阅读材料>
::::::::::
一种数据库主备同步操作的加速方法和系统,从根本上提升了数据库集群的运行效率和读写性能,解决了数据库集群因现有数据同步方法和读写分离方案所带来的问题,包括数据库集群性能不足、响应延迟大、计算资源难以充分利用等,进而极大的提升了数据库集群处理数据库操作的性能。

Description

一种数据库主备同步操作的加速方法和系统 技术领域
本发明涉及数据库技术领域,特别涉及一种数据库主备同步操作的加速方法和系统。
背景技术
在数据库技术领域,数据同步操作和数据读写分离是提升数据库系统读写性能和数据同步效率、以及保证数据一致性的重要手段,尤其在由一主多备的数据库节点组成的数据库集群中。
目前,数据同步的方法主要是由主数据库节点完成相关的数据库操作,然后通过数据异步复制或同步复制的方式实现数据同步,其中包括增量同步和全量同步。不管异步复制,还是同步复制都能够在确保数据一致性的基础上,都能够实现数据增量同步,但由于数据同步需要等待主节点完成一定的数据库操作后才能由主数据库节点通过数据传输网络向备数据库节点进行数据复制,使得数据同步依然存在很大的延迟,严重影响了数据库集群的运行效率和整体性能。
::::::::::
源数据>
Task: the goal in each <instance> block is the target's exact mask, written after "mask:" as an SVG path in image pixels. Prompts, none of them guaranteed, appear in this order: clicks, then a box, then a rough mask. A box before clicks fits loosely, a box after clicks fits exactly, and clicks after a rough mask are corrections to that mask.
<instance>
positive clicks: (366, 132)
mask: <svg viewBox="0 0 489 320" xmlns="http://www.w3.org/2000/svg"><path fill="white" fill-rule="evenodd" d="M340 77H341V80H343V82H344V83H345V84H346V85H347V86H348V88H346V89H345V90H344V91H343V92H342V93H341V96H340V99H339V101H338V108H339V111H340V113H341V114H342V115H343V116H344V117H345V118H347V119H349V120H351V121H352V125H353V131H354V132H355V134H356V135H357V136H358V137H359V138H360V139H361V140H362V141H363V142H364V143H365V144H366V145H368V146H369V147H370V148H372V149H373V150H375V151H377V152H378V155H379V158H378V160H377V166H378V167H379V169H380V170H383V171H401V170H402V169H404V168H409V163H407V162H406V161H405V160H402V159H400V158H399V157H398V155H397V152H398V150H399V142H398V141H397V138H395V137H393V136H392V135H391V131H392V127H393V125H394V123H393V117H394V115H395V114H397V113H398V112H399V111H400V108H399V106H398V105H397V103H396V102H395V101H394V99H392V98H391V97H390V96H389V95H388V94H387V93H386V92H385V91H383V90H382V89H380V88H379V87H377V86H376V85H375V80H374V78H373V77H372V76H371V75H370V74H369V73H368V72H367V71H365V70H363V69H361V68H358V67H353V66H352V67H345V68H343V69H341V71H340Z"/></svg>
::::::::::
待解问题>
1 - 在关于数据库主备同步加速的阅读材料中,目前的数据同步方法通过哪两种复制方式实现数据同步?
2 - 请接续关于数据库主备同步加速的阅读材料,从其最后一句之后往下写。

参考答案>
1 - 数据异步复制或同步复制。

2 -
在此基础上,为了提升数据库集群的性能,提出了数据读写分离的技术方案,该方案通过由主数据库节点承担写操作(包括数据增加、删除和修改操作),由备节点承担读操作。此种方式很大程度上有效地减轻主数据库节点的负载压力,提升了数据库集群的读写性能,但因主数据库节点存在性能瓶颈,且受到目前数据同步方法的影响,读写分离的技术方案并未从根本上解决制约数据库集群性能的问题,数据库集群依然存在性能瓶颈、响应延迟大,以及数据库节点计算资源难以得到充分利用的问题。具体存在如下问题:
1、数据库操作完成后,才进行数据同步,使得数据同步存在较大延迟;
2、数据库操作均由数据库主节点的CPU完成,消耗大量主节点资源,同时因主节点的性能瓶颈,导致降低了整个集群的性能;
3、在读取数据时,无法根据集群中节点闲置情况,动态响应用户的读取请求,导致响应存在较大延迟。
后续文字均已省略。